=== WRITTEN EXERCISE ===
Restate every entry word for word.

=== DATA PROVIDED ===
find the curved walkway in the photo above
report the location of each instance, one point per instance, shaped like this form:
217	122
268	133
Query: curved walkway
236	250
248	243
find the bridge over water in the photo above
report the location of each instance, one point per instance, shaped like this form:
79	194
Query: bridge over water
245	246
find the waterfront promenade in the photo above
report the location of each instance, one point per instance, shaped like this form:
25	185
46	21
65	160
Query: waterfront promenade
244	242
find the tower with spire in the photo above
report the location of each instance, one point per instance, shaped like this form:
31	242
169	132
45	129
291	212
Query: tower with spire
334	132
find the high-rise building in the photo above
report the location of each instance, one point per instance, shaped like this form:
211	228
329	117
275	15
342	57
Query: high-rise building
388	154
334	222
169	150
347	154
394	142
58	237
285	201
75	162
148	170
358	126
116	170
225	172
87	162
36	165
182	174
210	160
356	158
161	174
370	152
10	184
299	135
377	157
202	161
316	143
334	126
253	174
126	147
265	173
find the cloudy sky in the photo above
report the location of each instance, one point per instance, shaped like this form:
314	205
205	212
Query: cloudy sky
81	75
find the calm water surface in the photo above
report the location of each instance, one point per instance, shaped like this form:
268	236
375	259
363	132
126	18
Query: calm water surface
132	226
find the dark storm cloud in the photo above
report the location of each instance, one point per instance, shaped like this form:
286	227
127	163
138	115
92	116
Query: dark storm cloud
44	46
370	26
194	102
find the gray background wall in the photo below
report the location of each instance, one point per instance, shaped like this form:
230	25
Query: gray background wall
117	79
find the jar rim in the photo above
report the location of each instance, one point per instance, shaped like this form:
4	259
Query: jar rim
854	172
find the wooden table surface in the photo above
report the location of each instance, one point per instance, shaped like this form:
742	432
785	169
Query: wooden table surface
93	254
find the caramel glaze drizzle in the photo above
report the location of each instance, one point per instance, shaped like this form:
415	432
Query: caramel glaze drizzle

=== ANSWER TO THIS EXERCISE ===
find the curved walkway in the photo above
report the location of each instance, one point per instance, shaped like this form:
217	122
268	133
Query: curved walkway
236	250
248	243
find the bridge over water in the photo above
report the location of each instance, one point per instance, shaped like this form:
79	194
Query: bridge over water
245	246
find the waterfront promenade in the photo above
report the location of each instance, one point per instance, shaped like this form:
25	185
46	21
65	160
Query: waterfront promenade
244	242
find the tower with spire in the photo above
report the location of each instance, one point per instance, shaped like this form:
31	242
169	132
45	129
291	212
Query: tower with spire
334	132
find the high-rise building in the photo above
report the location of each instance, one point per instance, shaped like this form:
211	228
329	117
275	15
342	57
Query: high-rise building
388	154
334	222
169	150
347	154
394	142
58	237
285	201
75	162
148	170
358	126
116	170
225	172
87	162
36	165
182	174
210	160
356	158
161	174
370	152
10	184
299	135
377	157
202	161
316	143
334	126
253	174
126	147
265	173
find the cloudy sky in the photo above
report the location of each instance, one point per instance, shaped like this form:
314	205
205	212
Query: cloudy sky
81	75
find the calm water surface in the photo above
report the location of each instance, one point per instance, shaped like this form:
268	236
375	259
363	132
126	18
Query: calm water surface
132	226
find the dark storm cloud in the photo above
report the location of each instance, one point per instance, shaped like this form:
286	227
127	163
138	115
92	116
Query: dark storm cloud
44	46
370	26
194	102
find the gray background wall in the photo below
report the location of each instance, one point per instance, shaped like this form:
230	25
Query: gray background wall
117	79
find the jar rim in the photo above
report the location of each instance, one point per instance, shaped like this form:
4	259
Query: jar rim
854	172
find the wooden table surface in the photo above
report the location of each instance, one point per instance, shaped like this form:
742	432
785	169
Query: wooden table surface
93	254
find the caramel glaze drizzle in the photo above
report the location of each instance, one point per instance, shaped like this form:
415	432
Query: caramel glaze drizzle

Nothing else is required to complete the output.